STATED GOAL:
Collect every line below that contains the word "door" and copy each one.

◆ ◆ ◆

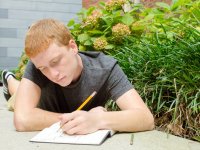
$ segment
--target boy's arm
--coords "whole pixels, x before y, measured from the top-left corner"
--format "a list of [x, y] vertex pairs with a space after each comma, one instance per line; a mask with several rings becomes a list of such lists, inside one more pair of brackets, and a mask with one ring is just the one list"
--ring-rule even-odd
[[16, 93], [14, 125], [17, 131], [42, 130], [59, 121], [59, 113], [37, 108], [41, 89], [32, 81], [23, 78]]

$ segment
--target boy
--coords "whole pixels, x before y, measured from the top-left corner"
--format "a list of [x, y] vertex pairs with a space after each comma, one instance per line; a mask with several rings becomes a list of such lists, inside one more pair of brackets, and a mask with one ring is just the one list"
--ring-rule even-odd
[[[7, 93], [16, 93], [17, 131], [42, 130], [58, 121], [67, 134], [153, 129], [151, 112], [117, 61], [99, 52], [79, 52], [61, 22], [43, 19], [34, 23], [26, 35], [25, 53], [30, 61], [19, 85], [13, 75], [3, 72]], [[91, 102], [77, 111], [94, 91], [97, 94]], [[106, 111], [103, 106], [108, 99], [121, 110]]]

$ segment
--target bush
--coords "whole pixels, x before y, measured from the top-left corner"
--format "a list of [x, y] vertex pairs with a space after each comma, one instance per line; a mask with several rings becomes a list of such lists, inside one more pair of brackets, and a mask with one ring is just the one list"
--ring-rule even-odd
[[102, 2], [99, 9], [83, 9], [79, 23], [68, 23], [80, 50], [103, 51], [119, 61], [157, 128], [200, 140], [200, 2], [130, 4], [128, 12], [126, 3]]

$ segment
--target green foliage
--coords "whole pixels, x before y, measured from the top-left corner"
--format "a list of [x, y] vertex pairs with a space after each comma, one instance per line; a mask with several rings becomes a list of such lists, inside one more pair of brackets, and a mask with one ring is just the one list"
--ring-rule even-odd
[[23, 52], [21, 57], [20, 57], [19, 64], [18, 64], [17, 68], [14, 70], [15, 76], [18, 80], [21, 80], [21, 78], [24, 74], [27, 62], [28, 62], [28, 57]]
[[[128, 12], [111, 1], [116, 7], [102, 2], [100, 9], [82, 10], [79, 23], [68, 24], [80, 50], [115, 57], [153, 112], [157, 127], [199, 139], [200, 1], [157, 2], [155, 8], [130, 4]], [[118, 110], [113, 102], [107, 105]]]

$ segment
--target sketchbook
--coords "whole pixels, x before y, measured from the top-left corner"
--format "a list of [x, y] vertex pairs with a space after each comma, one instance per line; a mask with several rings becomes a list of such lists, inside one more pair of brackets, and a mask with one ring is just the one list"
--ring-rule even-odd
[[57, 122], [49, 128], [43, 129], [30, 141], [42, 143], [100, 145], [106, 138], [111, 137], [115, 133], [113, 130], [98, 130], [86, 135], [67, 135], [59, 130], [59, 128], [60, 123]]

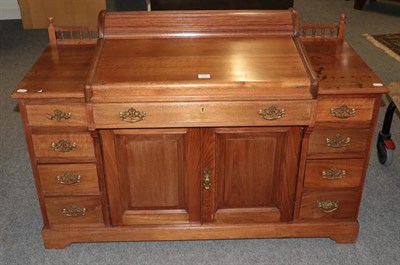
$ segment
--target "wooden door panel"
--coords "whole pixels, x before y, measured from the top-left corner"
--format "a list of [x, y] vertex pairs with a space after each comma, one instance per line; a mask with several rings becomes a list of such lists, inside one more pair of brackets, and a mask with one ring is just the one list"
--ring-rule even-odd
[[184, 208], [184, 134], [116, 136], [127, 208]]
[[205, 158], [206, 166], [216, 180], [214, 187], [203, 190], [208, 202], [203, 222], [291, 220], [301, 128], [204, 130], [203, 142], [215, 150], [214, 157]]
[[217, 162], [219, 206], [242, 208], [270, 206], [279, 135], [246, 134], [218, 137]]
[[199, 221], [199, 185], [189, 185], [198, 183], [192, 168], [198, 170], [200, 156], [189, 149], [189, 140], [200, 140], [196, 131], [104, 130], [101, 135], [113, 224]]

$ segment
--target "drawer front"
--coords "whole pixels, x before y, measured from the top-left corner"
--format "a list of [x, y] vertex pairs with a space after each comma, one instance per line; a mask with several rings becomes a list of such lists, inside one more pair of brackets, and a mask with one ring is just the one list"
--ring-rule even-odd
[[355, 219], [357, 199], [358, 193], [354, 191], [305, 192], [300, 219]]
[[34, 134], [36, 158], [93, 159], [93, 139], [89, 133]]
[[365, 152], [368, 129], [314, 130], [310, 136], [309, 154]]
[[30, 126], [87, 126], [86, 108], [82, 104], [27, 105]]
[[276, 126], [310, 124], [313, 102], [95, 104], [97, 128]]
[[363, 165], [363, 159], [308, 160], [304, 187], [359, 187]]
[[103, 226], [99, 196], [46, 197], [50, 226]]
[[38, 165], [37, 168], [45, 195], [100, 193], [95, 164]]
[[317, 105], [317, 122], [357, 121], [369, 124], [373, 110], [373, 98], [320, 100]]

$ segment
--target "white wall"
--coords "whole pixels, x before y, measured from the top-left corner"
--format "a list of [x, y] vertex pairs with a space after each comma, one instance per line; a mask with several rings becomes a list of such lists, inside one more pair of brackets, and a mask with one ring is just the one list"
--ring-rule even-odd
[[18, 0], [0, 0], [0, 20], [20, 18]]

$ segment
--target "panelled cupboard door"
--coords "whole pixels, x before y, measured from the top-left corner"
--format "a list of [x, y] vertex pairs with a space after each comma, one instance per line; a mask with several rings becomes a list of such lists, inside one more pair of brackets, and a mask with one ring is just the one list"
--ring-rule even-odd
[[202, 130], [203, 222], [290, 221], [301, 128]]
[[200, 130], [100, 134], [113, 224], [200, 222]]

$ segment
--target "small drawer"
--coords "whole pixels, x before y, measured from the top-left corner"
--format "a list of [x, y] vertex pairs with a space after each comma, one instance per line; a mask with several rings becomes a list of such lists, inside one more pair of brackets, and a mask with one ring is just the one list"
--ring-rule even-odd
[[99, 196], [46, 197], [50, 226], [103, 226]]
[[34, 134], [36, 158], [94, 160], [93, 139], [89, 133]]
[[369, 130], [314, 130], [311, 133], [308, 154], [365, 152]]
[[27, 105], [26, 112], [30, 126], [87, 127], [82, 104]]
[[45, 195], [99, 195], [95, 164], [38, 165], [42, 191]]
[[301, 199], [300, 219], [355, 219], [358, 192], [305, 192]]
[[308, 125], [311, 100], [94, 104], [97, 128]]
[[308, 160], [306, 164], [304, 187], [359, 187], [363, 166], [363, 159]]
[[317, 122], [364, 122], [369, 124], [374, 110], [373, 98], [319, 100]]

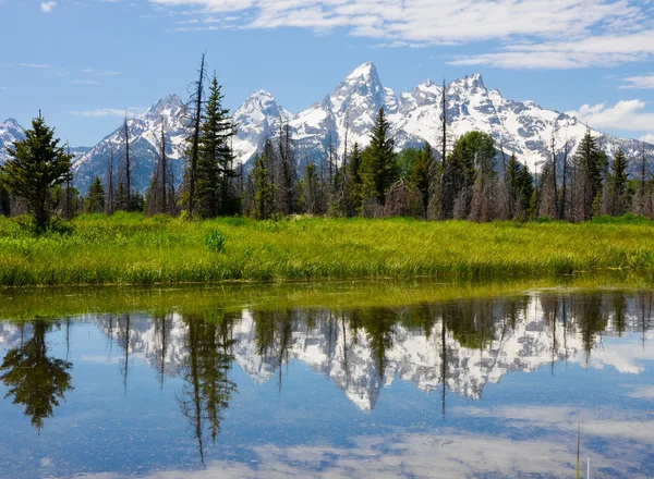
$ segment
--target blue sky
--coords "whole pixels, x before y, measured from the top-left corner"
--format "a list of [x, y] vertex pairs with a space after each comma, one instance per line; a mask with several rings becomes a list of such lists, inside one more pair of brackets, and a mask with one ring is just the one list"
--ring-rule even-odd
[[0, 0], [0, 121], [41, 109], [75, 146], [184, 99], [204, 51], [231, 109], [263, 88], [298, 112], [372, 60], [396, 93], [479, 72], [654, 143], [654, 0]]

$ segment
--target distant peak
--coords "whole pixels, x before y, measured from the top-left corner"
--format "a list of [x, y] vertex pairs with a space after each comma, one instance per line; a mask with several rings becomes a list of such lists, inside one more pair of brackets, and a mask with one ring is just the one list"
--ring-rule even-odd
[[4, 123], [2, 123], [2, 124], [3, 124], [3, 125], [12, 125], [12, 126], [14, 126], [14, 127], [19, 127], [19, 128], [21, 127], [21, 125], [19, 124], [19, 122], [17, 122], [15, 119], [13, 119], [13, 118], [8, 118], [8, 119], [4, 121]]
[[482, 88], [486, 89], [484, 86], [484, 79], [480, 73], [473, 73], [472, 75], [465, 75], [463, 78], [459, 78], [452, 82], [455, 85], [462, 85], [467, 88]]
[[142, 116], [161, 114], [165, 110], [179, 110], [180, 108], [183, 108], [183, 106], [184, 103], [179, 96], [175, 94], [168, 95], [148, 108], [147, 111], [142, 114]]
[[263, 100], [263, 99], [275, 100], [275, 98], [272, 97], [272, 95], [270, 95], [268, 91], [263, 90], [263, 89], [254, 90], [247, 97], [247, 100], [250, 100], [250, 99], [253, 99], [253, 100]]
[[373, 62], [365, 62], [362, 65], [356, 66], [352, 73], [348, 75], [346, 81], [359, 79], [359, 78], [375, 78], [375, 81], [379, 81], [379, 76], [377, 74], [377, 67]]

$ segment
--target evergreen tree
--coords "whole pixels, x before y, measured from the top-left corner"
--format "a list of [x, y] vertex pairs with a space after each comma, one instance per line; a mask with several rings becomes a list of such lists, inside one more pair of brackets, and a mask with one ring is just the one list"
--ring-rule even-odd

◆ ◆ ◆

WRITTEN SOLUTION:
--target "wooden door panel"
--target "panelled cupboard door"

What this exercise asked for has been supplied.